__Given problem__:
Format the entries below as a numbered list, leaving out blank lines and the pictures.

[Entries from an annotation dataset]
[start]

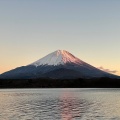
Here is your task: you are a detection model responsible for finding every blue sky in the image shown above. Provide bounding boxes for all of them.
[0,0,120,75]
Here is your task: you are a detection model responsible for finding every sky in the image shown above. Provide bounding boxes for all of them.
[0,0,120,75]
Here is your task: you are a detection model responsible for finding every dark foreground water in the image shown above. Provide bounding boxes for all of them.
[0,89,120,120]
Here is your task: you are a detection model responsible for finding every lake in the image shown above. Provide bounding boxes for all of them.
[0,88,120,120]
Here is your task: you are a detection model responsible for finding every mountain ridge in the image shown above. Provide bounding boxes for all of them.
[0,50,117,79]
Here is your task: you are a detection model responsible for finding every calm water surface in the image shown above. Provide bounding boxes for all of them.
[0,89,120,120]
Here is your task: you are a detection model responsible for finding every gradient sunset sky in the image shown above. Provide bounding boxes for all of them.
[0,0,120,75]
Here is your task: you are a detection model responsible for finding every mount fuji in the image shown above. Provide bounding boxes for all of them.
[0,50,117,79]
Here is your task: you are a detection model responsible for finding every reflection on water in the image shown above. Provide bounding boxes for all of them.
[0,89,120,120]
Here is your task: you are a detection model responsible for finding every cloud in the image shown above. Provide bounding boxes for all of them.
[98,66,118,73]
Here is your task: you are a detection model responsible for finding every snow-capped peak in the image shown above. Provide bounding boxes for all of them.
[30,50,82,66]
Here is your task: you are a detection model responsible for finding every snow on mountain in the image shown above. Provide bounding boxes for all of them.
[30,50,82,67]
[0,50,116,79]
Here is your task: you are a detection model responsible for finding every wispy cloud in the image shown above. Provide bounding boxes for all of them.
[98,66,118,73]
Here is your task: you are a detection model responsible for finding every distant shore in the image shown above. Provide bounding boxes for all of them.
[0,78,120,88]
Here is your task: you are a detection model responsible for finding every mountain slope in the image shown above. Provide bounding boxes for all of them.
[0,50,117,79]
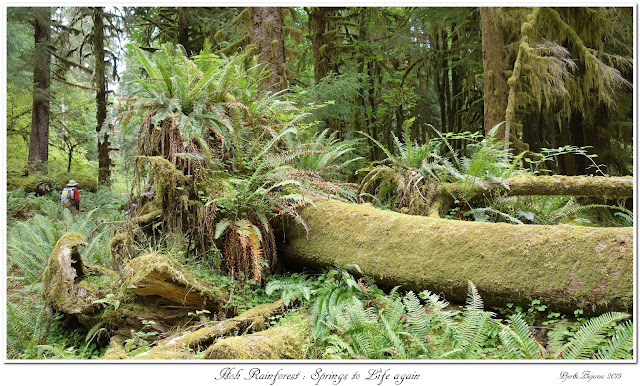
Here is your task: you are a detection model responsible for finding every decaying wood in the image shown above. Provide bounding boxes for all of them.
[101,300,286,360]
[158,300,285,350]
[124,254,225,314]
[42,232,115,316]
[279,201,633,313]
[426,175,633,217]
[204,319,310,359]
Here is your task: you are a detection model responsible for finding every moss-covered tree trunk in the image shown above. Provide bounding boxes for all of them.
[250,7,287,92]
[279,201,633,313]
[28,7,51,173]
[480,7,509,139]
[92,7,112,186]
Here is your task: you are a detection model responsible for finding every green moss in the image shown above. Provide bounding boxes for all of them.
[100,335,129,360]
[7,174,58,195]
[279,201,633,312]
[123,253,225,312]
[42,232,94,314]
[53,172,98,193]
[204,312,309,360]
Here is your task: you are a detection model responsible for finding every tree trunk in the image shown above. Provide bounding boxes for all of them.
[309,7,330,84]
[93,7,112,186]
[28,7,51,174]
[278,201,633,313]
[480,7,509,139]
[441,175,633,198]
[250,7,287,92]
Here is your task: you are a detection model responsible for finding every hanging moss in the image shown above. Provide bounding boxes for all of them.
[278,201,633,313]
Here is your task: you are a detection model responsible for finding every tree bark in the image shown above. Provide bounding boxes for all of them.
[278,201,633,314]
[480,7,509,139]
[93,7,112,186]
[28,7,51,174]
[250,7,287,92]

[end]

__Result below__:
1. Here is your task: you are a detection model responsible for finding every blue sky in the image shown above. Provide bounding boxes for all of them.
2. [0,0,120,75]
3. Here is your task: you are a detection model responsible for finding every sky in the image shown above. Provide bounding boxes for all of them.
4. [0,0,120,75]
5. Here is your task: you are a detection model responsible for finding every dark foreground water in the image shown above. Provide bounding boxes for all of them.
6. [0,89,120,120]
7. Here is your task: you are a detection model responsible for finding every lake in the image shown above. Provide bounding boxes for all of them.
8. [0,88,120,120]
9. Here is your task: you are a detection model responsible for finding every mountain ridge in the image shown above. Provide bounding boxes for all of them.
10. [0,50,117,79]
11. Here is your task: you are a detection model responsible for finding every calm water surface in the image shown above. Provide bounding boxes for all of them.
12. [0,89,120,120]
13. Here is your task: you are a detection model responsible for finding every gradient sunset sky in the image shown above. Provide bounding boxes for all of them.
14. [0,0,120,75]
15. Here is your task: you are a detection model responsible for finding every mount fuji in the image shown above. Provide bounding boxes for all of them.
16. [0,50,117,79]
17. Here is your task: you are a detection model responsible for finding every reflection on water in the image shown above. Provide bounding boxes for all of them.
18. [0,89,120,120]
19. Here is your task: you are a detection model responsible for finding every cloud in the image shown above. Provide bounding boxes for all of them.
20. [98,66,118,73]
21. Here is your task: you are a detection model responsible for finding every snow-capped peak in the image shown above. Provide bounding boxes for all of them.
22. [30,50,82,66]
23. Here is your task: you are a detection model responsible for finding every snow on mountain in the image shown above. Provide bounding boxes for all of them.
24. [30,50,82,67]
25. [0,50,116,79]
26. Here is your task: you are a detection model responsible for finding every wispy cloud in the image shown above. Provide bounding boxes for all of them.
27. [98,66,118,73]
28. Here is your task: you are a detection model responsible for finding every distant shore in the image shown above. Provide bounding boxes for all of them.
29. [0,78,120,88]
30. Here is your task: you are a detection model responsible for finding every mountain slope in the image shown above. Provide bounding boxes for all of them.
31. [0,50,117,79]
32. Here is your task: you are a detection model responsible for finding every decaying wood in the image shown above. Provide bounding boxes for all of them.
33. [101,300,286,360]
34. [158,300,285,350]
35. [124,254,225,314]
36. [42,232,115,316]
37. [279,201,633,313]
38. [426,175,633,217]
39. [204,319,310,359]
40. Here is your task: you are a detection model responsible for finding every moss-covered tree trunk in the image shown above. Provide bounding boxes for all of them.
41. [250,7,287,92]
42. [279,201,633,313]
43. [28,7,51,173]
44. [480,7,509,139]
45. [92,7,112,186]
46. Here is your task: you are a detection model responsible for finding every green moss in the image shown above. Provide bounding boxes for all of them.
47. [100,335,129,360]
48. [7,174,58,195]
49. [279,201,633,312]
50. [123,253,225,312]
51. [42,232,94,314]
52. [53,172,98,193]
53. [204,312,309,360]
54. Here is your task: you are a detection model responsible for finding every tree trunk in the image shown above. Provide bounding boxes for all of them.
55. [309,7,330,84]
56. [93,7,112,186]
57. [28,7,51,174]
58. [278,201,633,313]
59. [480,7,509,139]
60. [441,175,633,198]
61. [250,7,287,92]
62. Here is your task: you are a detection model responsible for finding every hanging moss in the image shown above. Provide bounding boxes for all of them.
63. [278,201,633,313]
64. Here is your task: you are a detection model responsible for finding every tree bark in the image shown above. Provide bounding boxes for all of them.
65. [278,201,633,314]
66. [480,7,509,139]
67. [93,7,112,186]
68. [28,7,51,174]
69. [250,7,287,92]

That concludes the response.